──────── Material for this task ────────

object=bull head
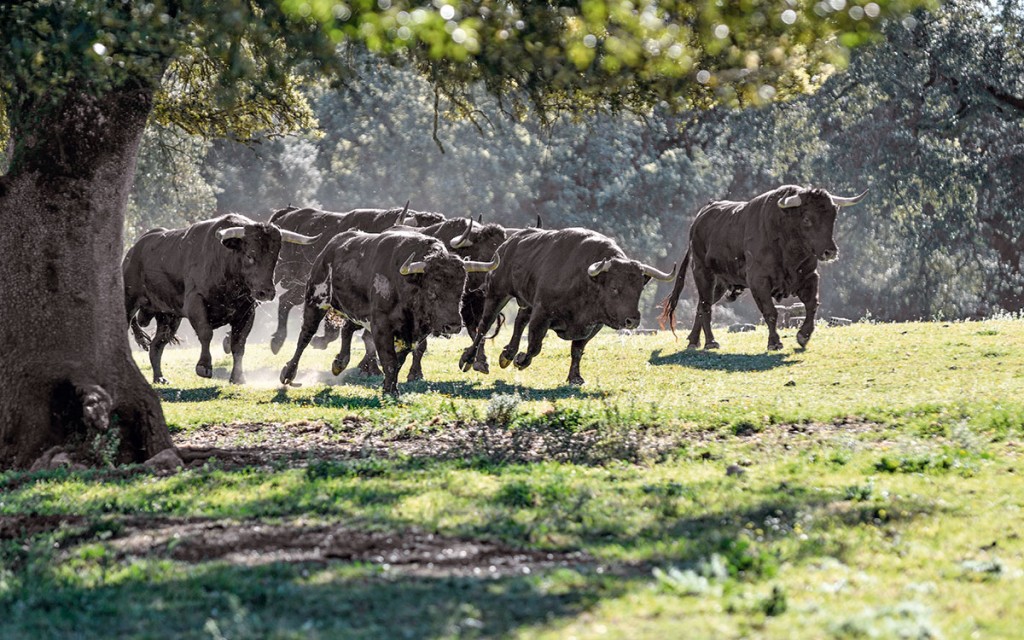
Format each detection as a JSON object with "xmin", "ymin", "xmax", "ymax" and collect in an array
[
  {"xmin": 217, "ymin": 225, "xmax": 319, "ymax": 245},
  {"xmin": 462, "ymin": 253, "xmax": 500, "ymax": 273},
  {"xmin": 779, "ymin": 189, "xmax": 868, "ymax": 209},
  {"xmin": 450, "ymin": 218, "xmax": 474, "ymax": 249}
]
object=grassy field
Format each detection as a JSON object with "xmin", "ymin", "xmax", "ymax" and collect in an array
[{"xmin": 2, "ymin": 319, "xmax": 1024, "ymax": 638}]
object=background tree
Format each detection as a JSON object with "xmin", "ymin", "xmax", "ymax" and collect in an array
[{"xmin": 0, "ymin": 0, "xmax": 928, "ymax": 469}]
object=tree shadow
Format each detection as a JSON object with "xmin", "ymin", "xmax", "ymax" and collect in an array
[
  {"xmin": 157, "ymin": 387, "xmax": 222, "ymax": 403},
  {"xmin": 648, "ymin": 348, "xmax": 795, "ymax": 372},
  {"xmin": 0, "ymin": 560, "xmax": 614, "ymax": 639}
]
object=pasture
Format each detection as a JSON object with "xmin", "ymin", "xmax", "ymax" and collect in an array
[{"xmin": 3, "ymin": 319, "xmax": 1024, "ymax": 638}]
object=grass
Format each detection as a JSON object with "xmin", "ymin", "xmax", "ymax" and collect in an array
[{"xmin": 2, "ymin": 319, "xmax": 1024, "ymax": 638}]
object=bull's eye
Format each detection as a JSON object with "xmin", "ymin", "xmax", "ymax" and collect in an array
[
  {"xmin": 245, "ymin": 254, "xmax": 256, "ymax": 265},
  {"xmin": 802, "ymin": 217, "xmax": 813, "ymax": 228}
]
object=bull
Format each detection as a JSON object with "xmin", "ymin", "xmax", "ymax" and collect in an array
[
  {"xmin": 265, "ymin": 203, "xmax": 446, "ymax": 354},
  {"xmin": 658, "ymin": 185, "xmax": 867, "ymax": 351},
  {"xmin": 278, "ymin": 229, "xmax": 499, "ymax": 395},
  {"xmin": 458, "ymin": 228, "xmax": 676, "ymax": 385},
  {"xmin": 123, "ymin": 214, "xmax": 318, "ymax": 384}
]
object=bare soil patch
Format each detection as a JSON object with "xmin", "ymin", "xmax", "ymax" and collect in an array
[{"xmin": 103, "ymin": 518, "xmax": 593, "ymax": 577}]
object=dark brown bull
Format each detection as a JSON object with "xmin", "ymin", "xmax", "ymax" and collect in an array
[
  {"xmin": 265, "ymin": 203, "xmax": 446, "ymax": 354},
  {"xmin": 458, "ymin": 228, "xmax": 675, "ymax": 385},
  {"xmin": 279, "ymin": 229, "xmax": 499, "ymax": 395},
  {"xmin": 658, "ymin": 185, "xmax": 867, "ymax": 351},
  {"xmin": 123, "ymin": 214, "xmax": 318, "ymax": 384},
  {"xmin": 381, "ymin": 217, "xmax": 508, "ymax": 380}
]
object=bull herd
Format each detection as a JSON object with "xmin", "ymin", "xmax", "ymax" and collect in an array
[{"xmin": 123, "ymin": 185, "xmax": 867, "ymax": 395}]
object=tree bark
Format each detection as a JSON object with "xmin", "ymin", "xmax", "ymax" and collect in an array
[{"xmin": 0, "ymin": 83, "xmax": 174, "ymax": 469}]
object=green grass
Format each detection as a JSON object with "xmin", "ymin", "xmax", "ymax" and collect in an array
[{"xmin": 2, "ymin": 319, "xmax": 1024, "ymax": 638}]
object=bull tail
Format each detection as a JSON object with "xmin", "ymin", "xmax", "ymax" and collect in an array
[
  {"xmin": 486, "ymin": 312, "xmax": 505, "ymax": 340},
  {"xmin": 657, "ymin": 246, "xmax": 692, "ymax": 339},
  {"xmin": 129, "ymin": 315, "xmax": 153, "ymax": 350}
]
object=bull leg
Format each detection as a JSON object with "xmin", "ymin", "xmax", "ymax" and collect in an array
[
  {"xmin": 184, "ymin": 297, "xmax": 216, "ymax": 379},
  {"xmin": 228, "ymin": 308, "xmax": 256, "ymax": 384},
  {"xmin": 499, "ymin": 306, "xmax": 531, "ymax": 369},
  {"xmin": 750, "ymin": 282, "xmax": 783, "ymax": 350},
  {"xmin": 270, "ymin": 287, "xmax": 304, "ymax": 355},
  {"xmin": 795, "ymin": 273, "xmax": 820, "ymax": 349},
  {"xmin": 407, "ymin": 338, "xmax": 428, "ymax": 382},
  {"xmin": 280, "ymin": 301, "xmax": 327, "ymax": 385},
  {"xmin": 149, "ymin": 314, "xmax": 181, "ymax": 384},
  {"xmin": 331, "ymin": 321, "xmax": 359, "ymax": 376},
  {"xmin": 687, "ymin": 266, "xmax": 716, "ymax": 349},
  {"xmin": 700, "ymin": 282, "xmax": 727, "ymax": 350},
  {"xmin": 567, "ymin": 330, "xmax": 599, "ymax": 386},
  {"xmin": 311, "ymin": 321, "xmax": 341, "ymax": 350},
  {"xmin": 357, "ymin": 329, "xmax": 382, "ymax": 376},
  {"xmin": 459, "ymin": 294, "xmax": 511, "ymax": 373},
  {"xmin": 513, "ymin": 310, "xmax": 550, "ymax": 370},
  {"xmin": 372, "ymin": 328, "xmax": 402, "ymax": 396}
]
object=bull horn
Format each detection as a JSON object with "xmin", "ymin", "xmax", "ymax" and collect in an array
[
  {"xmin": 535, "ymin": 214, "xmax": 543, "ymax": 229},
  {"xmin": 276, "ymin": 227, "xmax": 321, "ymax": 245},
  {"xmin": 477, "ymin": 214, "xmax": 483, "ymax": 223},
  {"xmin": 397, "ymin": 201, "xmax": 413, "ymax": 226},
  {"xmin": 778, "ymin": 194, "xmax": 802, "ymax": 209},
  {"xmin": 463, "ymin": 253, "xmax": 500, "ymax": 273},
  {"xmin": 588, "ymin": 258, "xmax": 612, "ymax": 277},
  {"xmin": 450, "ymin": 217, "xmax": 474, "ymax": 249},
  {"xmin": 830, "ymin": 189, "xmax": 869, "ymax": 207},
  {"xmin": 217, "ymin": 226, "xmax": 246, "ymax": 241},
  {"xmin": 641, "ymin": 262, "xmax": 677, "ymax": 281},
  {"xmin": 399, "ymin": 253, "xmax": 427, "ymax": 275}
]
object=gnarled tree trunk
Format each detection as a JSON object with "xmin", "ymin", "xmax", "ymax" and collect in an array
[{"xmin": 0, "ymin": 82, "xmax": 174, "ymax": 469}]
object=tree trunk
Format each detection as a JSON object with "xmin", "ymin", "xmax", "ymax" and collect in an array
[{"xmin": 0, "ymin": 83, "xmax": 174, "ymax": 469}]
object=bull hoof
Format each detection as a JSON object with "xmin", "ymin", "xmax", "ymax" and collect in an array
[
  {"xmin": 331, "ymin": 355, "xmax": 350, "ymax": 376},
  {"xmin": 270, "ymin": 334, "xmax": 285, "ymax": 355},
  {"xmin": 567, "ymin": 374, "xmax": 585, "ymax": 386},
  {"xmin": 513, "ymin": 353, "xmax": 532, "ymax": 370},
  {"xmin": 499, "ymin": 350, "xmax": 513, "ymax": 369},
  {"xmin": 767, "ymin": 341, "xmax": 784, "ymax": 351},
  {"xmin": 195, "ymin": 364, "xmax": 213, "ymax": 378},
  {"xmin": 230, "ymin": 374, "xmax": 246, "ymax": 385},
  {"xmin": 407, "ymin": 368, "xmax": 424, "ymax": 382},
  {"xmin": 280, "ymin": 364, "xmax": 297, "ymax": 385},
  {"xmin": 704, "ymin": 341, "xmax": 720, "ymax": 350},
  {"xmin": 359, "ymin": 359, "xmax": 382, "ymax": 377},
  {"xmin": 222, "ymin": 334, "xmax": 231, "ymax": 354},
  {"xmin": 796, "ymin": 332, "xmax": 811, "ymax": 348},
  {"xmin": 686, "ymin": 343, "xmax": 700, "ymax": 351},
  {"xmin": 473, "ymin": 360, "xmax": 490, "ymax": 374},
  {"xmin": 153, "ymin": 376, "xmax": 169, "ymax": 385},
  {"xmin": 458, "ymin": 348, "xmax": 475, "ymax": 372}
]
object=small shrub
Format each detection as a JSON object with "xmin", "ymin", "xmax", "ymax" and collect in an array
[{"xmin": 485, "ymin": 393, "xmax": 522, "ymax": 427}]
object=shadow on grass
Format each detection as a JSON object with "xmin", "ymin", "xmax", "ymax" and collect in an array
[
  {"xmin": 648, "ymin": 348, "xmax": 795, "ymax": 372},
  {"xmin": 400, "ymin": 378, "xmax": 605, "ymax": 401},
  {"xmin": 157, "ymin": 387, "xmax": 222, "ymax": 403},
  {"xmin": 0, "ymin": 562, "xmax": 613, "ymax": 639},
  {"xmin": 268, "ymin": 387, "xmax": 383, "ymax": 410}
]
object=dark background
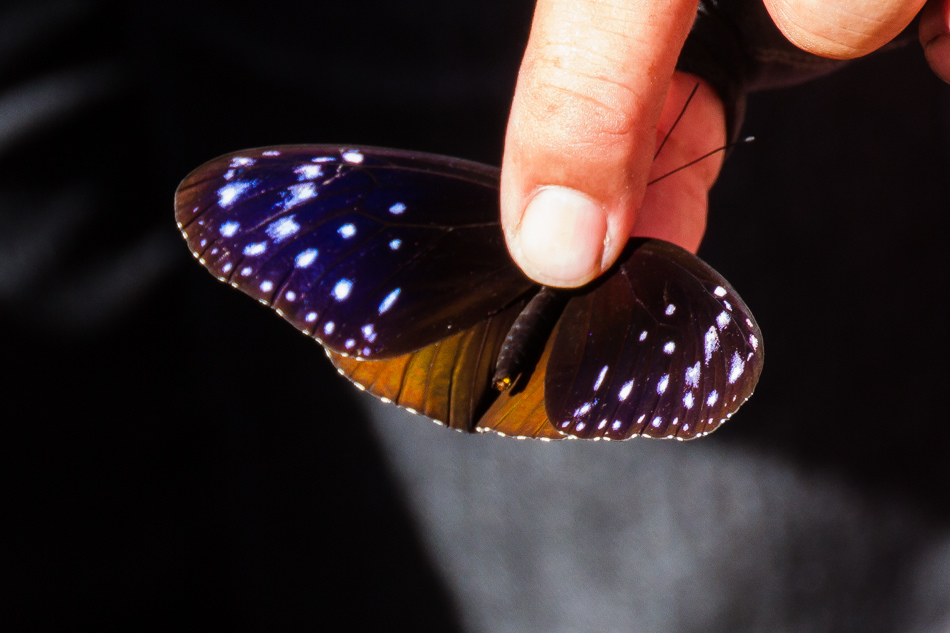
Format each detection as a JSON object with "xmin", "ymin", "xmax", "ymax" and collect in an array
[{"xmin": 5, "ymin": 0, "xmax": 948, "ymax": 630}]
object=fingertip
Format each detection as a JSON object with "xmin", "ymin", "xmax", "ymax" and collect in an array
[
  {"xmin": 764, "ymin": 0, "xmax": 926, "ymax": 59},
  {"xmin": 921, "ymin": 0, "xmax": 950, "ymax": 83},
  {"xmin": 511, "ymin": 186, "xmax": 607, "ymax": 287}
]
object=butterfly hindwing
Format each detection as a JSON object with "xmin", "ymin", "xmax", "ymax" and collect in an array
[{"xmin": 544, "ymin": 240, "xmax": 763, "ymax": 440}]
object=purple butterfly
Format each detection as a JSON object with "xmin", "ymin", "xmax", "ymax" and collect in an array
[{"xmin": 175, "ymin": 145, "xmax": 763, "ymax": 441}]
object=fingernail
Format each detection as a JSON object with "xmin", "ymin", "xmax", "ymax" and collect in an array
[{"xmin": 517, "ymin": 186, "xmax": 607, "ymax": 286}]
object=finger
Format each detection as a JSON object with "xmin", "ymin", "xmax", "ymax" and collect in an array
[
  {"xmin": 632, "ymin": 73, "xmax": 726, "ymax": 254},
  {"xmin": 762, "ymin": 0, "xmax": 927, "ymax": 59},
  {"xmin": 501, "ymin": 0, "xmax": 699, "ymax": 288},
  {"xmin": 920, "ymin": 0, "xmax": 950, "ymax": 82}
]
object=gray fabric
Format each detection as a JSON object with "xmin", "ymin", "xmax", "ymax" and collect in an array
[{"xmin": 365, "ymin": 397, "xmax": 950, "ymax": 633}]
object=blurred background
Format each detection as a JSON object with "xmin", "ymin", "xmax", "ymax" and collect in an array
[{"xmin": 5, "ymin": 1, "xmax": 948, "ymax": 631}]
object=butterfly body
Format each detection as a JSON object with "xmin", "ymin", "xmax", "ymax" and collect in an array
[{"xmin": 176, "ymin": 145, "xmax": 763, "ymax": 441}]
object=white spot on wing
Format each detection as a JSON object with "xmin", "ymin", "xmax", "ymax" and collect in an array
[
  {"xmin": 663, "ymin": 341, "xmax": 676, "ymax": 354},
  {"xmin": 704, "ymin": 326, "xmax": 720, "ymax": 363},
  {"xmin": 593, "ymin": 365, "xmax": 608, "ymax": 390},
  {"xmin": 378, "ymin": 288, "xmax": 400, "ymax": 314},
  {"xmin": 338, "ymin": 223, "xmax": 356, "ymax": 238},
  {"xmin": 217, "ymin": 181, "xmax": 252, "ymax": 207},
  {"xmin": 259, "ymin": 280, "xmax": 273, "ymax": 292},
  {"xmin": 266, "ymin": 215, "xmax": 301, "ymax": 242},
  {"xmin": 707, "ymin": 390, "xmax": 719, "ymax": 406},
  {"xmin": 332, "ymin": 279, "xmax": 353, "ymax": 301},
  {"xmin": 657, "ymin": 374, "xmax": 669, "ymax": 395},
  {"xmin": 361, "ymin": 324, "xmax": 377, "ymax": 342},
  {"xmin": 230, "ymin": 156, "xmax": 255, "ymax": 167},
  {"xmin": 280, "ymin": 183, "xmax": 316, "ymax": 210},
  {"xmin": 685, "ymin": 361, "xmax": 700, "ymax": 388},
  {"xmin": 342, "ymin": 149, "xmax": 364, "ymax": 163},
  {"xmin": 728, "ymin": 351, "xmax": 746, "ymax": 384},
  {"xmin": 243, "ymin": 241, "xmax": 267, "ymax": 256},
  {"xmin": 713, "ymin": 286, "xmax": 727, "ymax": 297},
  {"xmin": 684, "ymin": 392, "xmax": 694, "ymax": 409},
  {"xmin": 573, "ymin": 402, "xmax": 592, "ymax": 418},
  {"xmin": 618, "ymin": 380, "xmax": 634, "ymax": 401},
  {"xmin": 716, "ymin": 311, "xmax": 731, "ymax": 330},
  {"xmin": 219, "ymin": 220, "xmax": 240, "ymax": 237},
  {"xmin": 295, "ymin": 248, "xmax": 318, "ymax": 268},
  {"xmin": 665, "ymin": 303, "xmax": 676, "ymax": 316},
  {"xmin": 389, "ymin": 202, "xmax": 406, "ymax": 215},
  {"xmin": 294, "ymin": 164, "xmax": 323, "ymax": 180}
]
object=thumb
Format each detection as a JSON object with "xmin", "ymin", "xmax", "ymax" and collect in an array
[{"xmin": 501, "ymin": 0, "xmax": 699, "ymax": 287}]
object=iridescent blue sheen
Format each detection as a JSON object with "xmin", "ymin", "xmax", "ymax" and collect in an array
[{"xmin": 175, "ymin": 146, "xmax": 763, "ymax": 440}]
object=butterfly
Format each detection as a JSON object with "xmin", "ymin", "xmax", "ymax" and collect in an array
[{"xmin": 175, "ymin": 145, "xmax": 763, "ymax": 441}]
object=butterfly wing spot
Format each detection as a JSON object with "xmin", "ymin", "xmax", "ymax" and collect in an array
[
  {"xmin": 217, "ymin": 181, "xmax": 254, "ymax": 207},
  {"xmin": 243, "ymin": 241, "xmax": 268, "ymax": 256},
  {"xmin": 294, "ymin": 164, "xmax": 323, "ymax": 180},
  {"xmin": 704, "ymin": 326, "xmax": 720, "ymax": 364},
  {"xmin": 220, "ymin": 220, "xmax": 240, "ymax": 237},
  {"xmin": 342, "ymin": 149, "xmax": 364, "ymax": 163},
  {"xmin": 727, "ymin": 351, "xmax": 746, "ymax": 384},
  {"xmin": 377, "ymin": 288, "xmax": 400, "ymax": 314},
  {"xmin": 618, "ymin": 380, "xmax": 634, "ymax": 401}
]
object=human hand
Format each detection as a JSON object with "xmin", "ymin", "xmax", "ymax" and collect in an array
[{"xmin": 501, "ymin": 0, "xmax": 950, "ymax": 288}]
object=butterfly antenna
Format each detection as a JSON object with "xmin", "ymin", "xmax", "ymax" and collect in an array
[
  {"xmin": 654, "ymin": 82, "xmax": 700, "ymax": 160},
  {"xmin": 648, "ymin": 136, "xmax": 754, "ymax": 186}
]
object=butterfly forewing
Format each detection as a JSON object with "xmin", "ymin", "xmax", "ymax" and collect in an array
[
  {"xmin": 544, "ymin": 240, "xmax": 763, "ymax": 441},
  {"xmin": 175, "ymin": 146, "xmax": 533, "ymax": 360}
]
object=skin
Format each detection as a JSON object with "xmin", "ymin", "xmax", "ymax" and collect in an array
[{"xmin": 501, "ymin": 0, "xmax": 950, "ymax": 288}]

────────

_Assignment_
Say, as a single number, how many lines of the records hold the word "spot".

_Result_
2